───── Given data

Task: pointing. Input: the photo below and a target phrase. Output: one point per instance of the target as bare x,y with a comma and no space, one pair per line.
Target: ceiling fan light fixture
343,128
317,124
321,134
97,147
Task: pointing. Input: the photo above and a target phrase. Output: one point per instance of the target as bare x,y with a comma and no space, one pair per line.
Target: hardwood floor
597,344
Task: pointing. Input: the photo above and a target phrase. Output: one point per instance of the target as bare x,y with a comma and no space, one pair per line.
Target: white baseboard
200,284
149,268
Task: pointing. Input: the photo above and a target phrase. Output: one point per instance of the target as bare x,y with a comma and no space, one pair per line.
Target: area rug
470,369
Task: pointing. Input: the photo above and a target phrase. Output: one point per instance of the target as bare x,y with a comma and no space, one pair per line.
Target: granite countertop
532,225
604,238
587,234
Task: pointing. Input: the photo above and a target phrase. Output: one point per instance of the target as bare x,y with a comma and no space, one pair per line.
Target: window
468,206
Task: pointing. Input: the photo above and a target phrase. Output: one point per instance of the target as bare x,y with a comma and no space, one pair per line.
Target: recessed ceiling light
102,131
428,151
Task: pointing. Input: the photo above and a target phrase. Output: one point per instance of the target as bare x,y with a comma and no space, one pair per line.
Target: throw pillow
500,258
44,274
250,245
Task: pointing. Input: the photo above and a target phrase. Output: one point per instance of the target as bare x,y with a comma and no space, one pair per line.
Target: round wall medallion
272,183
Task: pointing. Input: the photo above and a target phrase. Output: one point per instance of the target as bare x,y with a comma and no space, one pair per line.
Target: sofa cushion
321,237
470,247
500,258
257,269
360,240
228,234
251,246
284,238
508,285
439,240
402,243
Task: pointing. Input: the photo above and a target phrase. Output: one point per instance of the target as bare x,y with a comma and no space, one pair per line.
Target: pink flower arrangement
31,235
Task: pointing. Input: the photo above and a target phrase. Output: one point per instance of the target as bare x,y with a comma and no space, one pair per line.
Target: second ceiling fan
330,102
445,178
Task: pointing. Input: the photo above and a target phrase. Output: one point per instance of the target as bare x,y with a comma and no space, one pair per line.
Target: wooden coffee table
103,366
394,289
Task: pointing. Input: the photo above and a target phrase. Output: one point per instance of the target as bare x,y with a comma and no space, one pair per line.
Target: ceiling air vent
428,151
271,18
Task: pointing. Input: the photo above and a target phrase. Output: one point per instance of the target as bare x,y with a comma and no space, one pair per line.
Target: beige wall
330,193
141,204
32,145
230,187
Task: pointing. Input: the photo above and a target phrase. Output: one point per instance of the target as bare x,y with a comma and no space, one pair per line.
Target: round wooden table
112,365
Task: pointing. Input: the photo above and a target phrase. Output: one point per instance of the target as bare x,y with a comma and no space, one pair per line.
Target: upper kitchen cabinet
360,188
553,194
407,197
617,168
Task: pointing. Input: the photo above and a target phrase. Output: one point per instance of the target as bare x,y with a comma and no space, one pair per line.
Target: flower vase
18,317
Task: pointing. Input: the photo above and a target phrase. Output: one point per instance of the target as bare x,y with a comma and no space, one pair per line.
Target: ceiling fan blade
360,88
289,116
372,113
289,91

──────────

- Exercise aim: Repeat the records above exactly as they appear.

- Task answer:
Task: pointing. Input: the photo below and a target phrase. Output: one point per instance of the target as bare x,y with a comma and no space, one pair per line.
Target: ceiling fan light fixture
343,128
317,124
321,134
97,147
Task: pointing. Input: the photo above and a target phrase. Output: one point per instance of the target as bare x,y with a comma and no space, one pair per line.
Target: hardwood floor
597,344
Task: pointing. Input: the photo above and a target phrase. Output: one point per instance of the target as bare x,y with a comma and no space, one pair per line.
Target: white baseboard
200,284
149,268
Task: pointing. Input: the photo above and a target phrase. Output: one point per instance of the target as bare x,y with a comma and no space, one pair per line.
Target: area rug
470,369
Task: pointing. Input: the photo above and a target phrase. Output: one point per instance of the target as bare x,y with a comma and no space, one pair per line.
Target: granite countertop
532,225
604,238
587,234
Task: pointing. Input: the photo above and a target phrase. Output: one point per instance of the target as bare x,y with a comma and no space, one pair per line.
Target: window
468,206
Task: pointing. Input: the photo above and a target phrase. Output: one point per instance of the target as bare x,y with a comma and no space, one pair per line.
Target: recessed ceiling light
102,131
428,151
Task: pointing. Input: the photo above and a target phrase. Output: one point per instance of the target as bare x,y with a comma and no space, one pair per line.
Target: throw pillow
500,258
44,274
250,245
Task: pointing. Input: the photo above and a target phrase. Output: one point per instance of the target as bare x,y with a comma and no space, one pair per line.
Target: round wall medallion
272,183
Task: pointing. Input: the photo above and a target phrase. Output: one point per instance of the target as bare x,y with a comma and no space, one pair per line.
Target: sofa cushion
321,237
470,247
500,258
257,269
360,240
228,234
251,246
284,238
508,285
439,240
402,243
Task: pointing. Input: the photo above and a target phrase. Output: one point per instance of the target as bare x,y with a comma and no space, one pair per line.
Target: pink flower arrangement
31,235
Task: pointing. Input: the photo above and a target phrase. Output: one point per instance of the target as bare x,y with a comma and no space, one pair per line.
Target: second ceiling fan
330,102
445,178
Task: pointing. Input: the photo above and a target phrase. Output: one point per instance of the target as bare x,y with a comma and no space, one pair per line.
Target: wooden coffee table
103,366
394,289
Task: pointing. Input: the photo above and a target phrase. Output: one point per instance of the target as bare x,y with a comma and no space, one pair per line.
Target: ceiling air vent
428,151
271,18
Task: pointing. Input: the photo above and a target phrase. Output: one point per instance of the target as bare x,y with a comma and no space, one pair per line.
Target: beige wall
330,193
141,204
32,145
230,187
Task: pointing. Input: the photo above and a target phrase. Output: one point per instance of the target as bare x,y with a comma and no space, one pair per line.
Target: round wooden table
112,365
Task: pointing. Input: the photo above and a target phrase. Output: one point per instance of the target as bare x,y with a comma and no space, one pair per line.
Target: upper kitchen cabinet
360,188
553,194
407,197
617,168
Task: pointing. Input: the photo above and a target phrase. Output: one point per instance of the target as bare x,y with a comma and no space, one pair per line.
Target: flower vase
18,317
Task: pointing. Input: the photo above and a target phrase. Output: one point per instance of the target as bare x,y with a comma and no space, one pair per line.
Target: ceiling fan blade
360,88
289,116
372,113
289,91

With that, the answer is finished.